__Data entries__.
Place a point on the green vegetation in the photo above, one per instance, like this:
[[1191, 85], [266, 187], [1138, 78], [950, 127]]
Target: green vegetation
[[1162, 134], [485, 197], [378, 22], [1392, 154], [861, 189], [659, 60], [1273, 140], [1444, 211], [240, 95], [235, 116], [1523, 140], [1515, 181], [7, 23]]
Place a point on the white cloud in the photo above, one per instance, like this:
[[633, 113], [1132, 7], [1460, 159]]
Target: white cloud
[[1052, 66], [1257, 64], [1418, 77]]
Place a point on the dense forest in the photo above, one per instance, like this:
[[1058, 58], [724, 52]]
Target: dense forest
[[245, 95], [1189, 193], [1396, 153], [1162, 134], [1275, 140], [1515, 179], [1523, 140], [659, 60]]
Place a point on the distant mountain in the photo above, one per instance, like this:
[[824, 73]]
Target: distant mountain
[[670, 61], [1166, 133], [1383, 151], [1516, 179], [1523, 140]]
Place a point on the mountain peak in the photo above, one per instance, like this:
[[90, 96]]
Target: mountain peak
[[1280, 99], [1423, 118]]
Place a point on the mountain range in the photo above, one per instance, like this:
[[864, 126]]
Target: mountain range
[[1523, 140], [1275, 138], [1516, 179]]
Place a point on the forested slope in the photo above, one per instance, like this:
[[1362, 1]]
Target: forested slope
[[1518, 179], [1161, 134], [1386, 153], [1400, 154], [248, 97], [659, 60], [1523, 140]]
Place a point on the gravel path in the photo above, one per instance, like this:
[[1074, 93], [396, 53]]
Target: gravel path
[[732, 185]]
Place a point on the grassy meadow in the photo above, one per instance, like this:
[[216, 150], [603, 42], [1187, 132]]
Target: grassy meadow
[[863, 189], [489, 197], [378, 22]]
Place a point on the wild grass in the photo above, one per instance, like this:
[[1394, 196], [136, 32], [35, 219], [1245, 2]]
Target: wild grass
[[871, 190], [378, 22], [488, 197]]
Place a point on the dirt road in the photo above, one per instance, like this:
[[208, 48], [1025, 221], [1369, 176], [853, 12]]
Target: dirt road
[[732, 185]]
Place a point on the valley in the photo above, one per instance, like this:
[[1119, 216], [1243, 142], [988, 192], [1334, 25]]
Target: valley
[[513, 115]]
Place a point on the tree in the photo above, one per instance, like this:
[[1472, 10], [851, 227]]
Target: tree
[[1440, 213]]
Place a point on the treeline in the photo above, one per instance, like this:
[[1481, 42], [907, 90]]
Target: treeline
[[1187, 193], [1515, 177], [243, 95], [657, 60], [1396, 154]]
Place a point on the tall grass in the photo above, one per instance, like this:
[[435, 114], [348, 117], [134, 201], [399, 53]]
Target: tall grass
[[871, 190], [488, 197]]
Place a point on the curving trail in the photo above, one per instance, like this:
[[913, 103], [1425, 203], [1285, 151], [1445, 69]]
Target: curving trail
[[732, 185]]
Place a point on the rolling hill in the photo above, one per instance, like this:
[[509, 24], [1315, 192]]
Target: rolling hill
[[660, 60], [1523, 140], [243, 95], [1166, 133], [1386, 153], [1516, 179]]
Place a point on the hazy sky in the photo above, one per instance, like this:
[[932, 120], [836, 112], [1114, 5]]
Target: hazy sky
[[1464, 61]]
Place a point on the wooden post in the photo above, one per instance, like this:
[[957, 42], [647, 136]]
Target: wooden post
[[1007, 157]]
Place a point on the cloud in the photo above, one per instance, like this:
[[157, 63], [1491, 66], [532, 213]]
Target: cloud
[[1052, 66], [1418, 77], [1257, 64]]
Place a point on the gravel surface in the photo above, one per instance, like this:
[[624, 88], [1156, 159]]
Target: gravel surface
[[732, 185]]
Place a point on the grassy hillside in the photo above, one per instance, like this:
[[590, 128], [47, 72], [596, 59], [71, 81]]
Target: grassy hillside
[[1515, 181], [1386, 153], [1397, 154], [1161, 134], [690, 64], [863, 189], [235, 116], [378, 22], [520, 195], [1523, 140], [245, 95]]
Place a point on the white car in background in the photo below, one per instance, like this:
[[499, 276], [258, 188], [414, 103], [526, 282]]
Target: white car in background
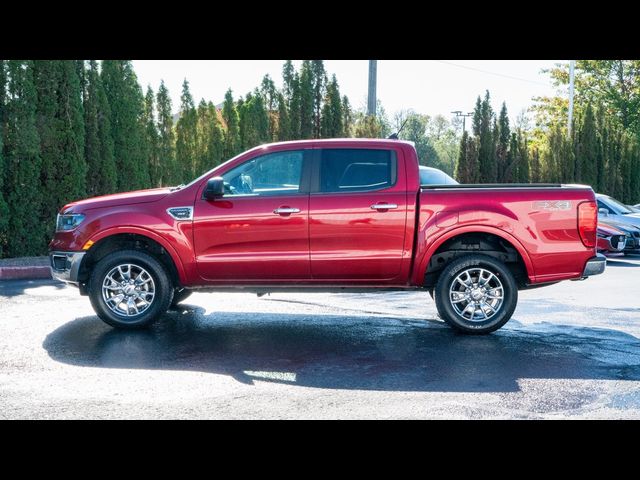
[[611, 209]]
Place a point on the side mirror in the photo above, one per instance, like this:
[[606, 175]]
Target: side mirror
[[215, 188]]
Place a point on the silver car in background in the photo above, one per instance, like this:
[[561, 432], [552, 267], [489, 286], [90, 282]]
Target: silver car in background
[[611, 209]]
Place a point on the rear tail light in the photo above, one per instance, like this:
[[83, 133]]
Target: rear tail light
[[588, 223]]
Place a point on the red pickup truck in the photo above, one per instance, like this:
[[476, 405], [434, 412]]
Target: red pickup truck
[[326, 215]]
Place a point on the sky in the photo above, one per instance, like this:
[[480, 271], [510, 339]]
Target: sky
[[427, 86]]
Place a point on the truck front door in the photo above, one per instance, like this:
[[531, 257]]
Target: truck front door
[[357, 214], [259, 229]]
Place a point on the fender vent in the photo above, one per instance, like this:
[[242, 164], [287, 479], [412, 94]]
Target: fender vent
[[181, 213]]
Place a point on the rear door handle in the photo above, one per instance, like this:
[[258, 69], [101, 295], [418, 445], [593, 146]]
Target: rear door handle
[[286, 211], [383, 206]]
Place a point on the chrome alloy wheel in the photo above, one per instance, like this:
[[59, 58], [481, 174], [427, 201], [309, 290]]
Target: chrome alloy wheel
[[128, 290], [476, 294]]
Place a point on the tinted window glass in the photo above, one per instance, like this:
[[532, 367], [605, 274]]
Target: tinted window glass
[[349, 170], [433, 176], [273, 174]]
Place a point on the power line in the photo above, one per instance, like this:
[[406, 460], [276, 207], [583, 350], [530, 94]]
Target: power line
[[492, 73]]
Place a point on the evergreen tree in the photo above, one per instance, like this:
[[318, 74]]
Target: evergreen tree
[[536, 170], [502, 150], [511, 164], [288, 79], [60, 123], [415, 128], [269, 94], [467, 166], [294, 109], [289, 129], [588, 150], [306, 100], [253, 121], [332, 124], [186, 135], [347, 117], [483, 123], [126, 103], [230, 116], [210, 140], [22, 162], [284, 125], [169, 174], [98, 140], [4, 211], [216, 138], [368, 126], [524, 171], [152, 138], [319, 82], [477, 117], [601, 156], [461, 172]]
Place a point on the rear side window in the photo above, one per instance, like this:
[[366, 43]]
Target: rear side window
[[355, 170]]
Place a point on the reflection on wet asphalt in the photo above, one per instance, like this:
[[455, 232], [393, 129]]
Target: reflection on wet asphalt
[[572, 349]]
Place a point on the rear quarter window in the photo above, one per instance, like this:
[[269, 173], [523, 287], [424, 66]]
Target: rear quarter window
[[355, 170]]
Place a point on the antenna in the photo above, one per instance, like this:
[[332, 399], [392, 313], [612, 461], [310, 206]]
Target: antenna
[[394, 136]]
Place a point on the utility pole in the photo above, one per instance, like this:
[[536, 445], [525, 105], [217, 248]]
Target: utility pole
[[464, 118], [373, 74], [572, 74]]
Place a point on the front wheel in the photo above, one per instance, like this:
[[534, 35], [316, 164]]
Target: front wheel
[[476, 294], [130, 289]]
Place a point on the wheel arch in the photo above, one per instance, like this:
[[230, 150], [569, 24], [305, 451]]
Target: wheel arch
[[427, 275], [134, 238]]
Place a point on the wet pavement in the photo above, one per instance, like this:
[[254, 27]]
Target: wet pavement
[[571, 350]]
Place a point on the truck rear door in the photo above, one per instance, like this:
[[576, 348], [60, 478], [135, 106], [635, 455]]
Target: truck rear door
[[357, 214]]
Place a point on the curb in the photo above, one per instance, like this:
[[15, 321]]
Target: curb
[[31, 273]]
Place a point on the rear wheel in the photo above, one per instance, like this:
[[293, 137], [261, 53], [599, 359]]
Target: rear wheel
[[476, 294], [130, 289]]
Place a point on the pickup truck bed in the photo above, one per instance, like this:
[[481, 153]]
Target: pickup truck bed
[[326, 214]]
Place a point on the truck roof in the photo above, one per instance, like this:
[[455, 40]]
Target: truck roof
[[352, 142]]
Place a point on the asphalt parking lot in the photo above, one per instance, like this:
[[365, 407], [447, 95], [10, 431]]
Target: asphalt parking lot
[[571, 350]]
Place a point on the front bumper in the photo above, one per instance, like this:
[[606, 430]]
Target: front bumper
[[65, 266], [595, 265]]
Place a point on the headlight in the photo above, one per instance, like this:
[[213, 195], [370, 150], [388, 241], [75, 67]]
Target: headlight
[[68, 221]]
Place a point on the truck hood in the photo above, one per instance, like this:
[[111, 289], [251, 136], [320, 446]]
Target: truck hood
[[126, 198]]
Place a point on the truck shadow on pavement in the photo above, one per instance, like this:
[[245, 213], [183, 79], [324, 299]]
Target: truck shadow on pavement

__Requirements__. Copy, without any changes, the lines above from the line containing "Place a point on the hazy" up to and including the line containing "[[1052, 66], [1418, 77], [1257, 64]]".

__Task response__.
Place a point on the hazy sky in the photo above, one per instance, like this:
[[932, 120], [836, 112], [1114, 5]]
Target: hazy sky
[[1464, 61]]
Place a point on the wooden post in the photo above, one per instance, like this:
[[957, 42], [647, 136]]
Target: wooden post
[[1007, 157]]
Place a point on the cloud in the photo above, one per instance, like this:
[[157, 63], [1491, 66], [532, 213]]
Target: cloud
[[1052, 66], [1418, 77], [1257, 64]]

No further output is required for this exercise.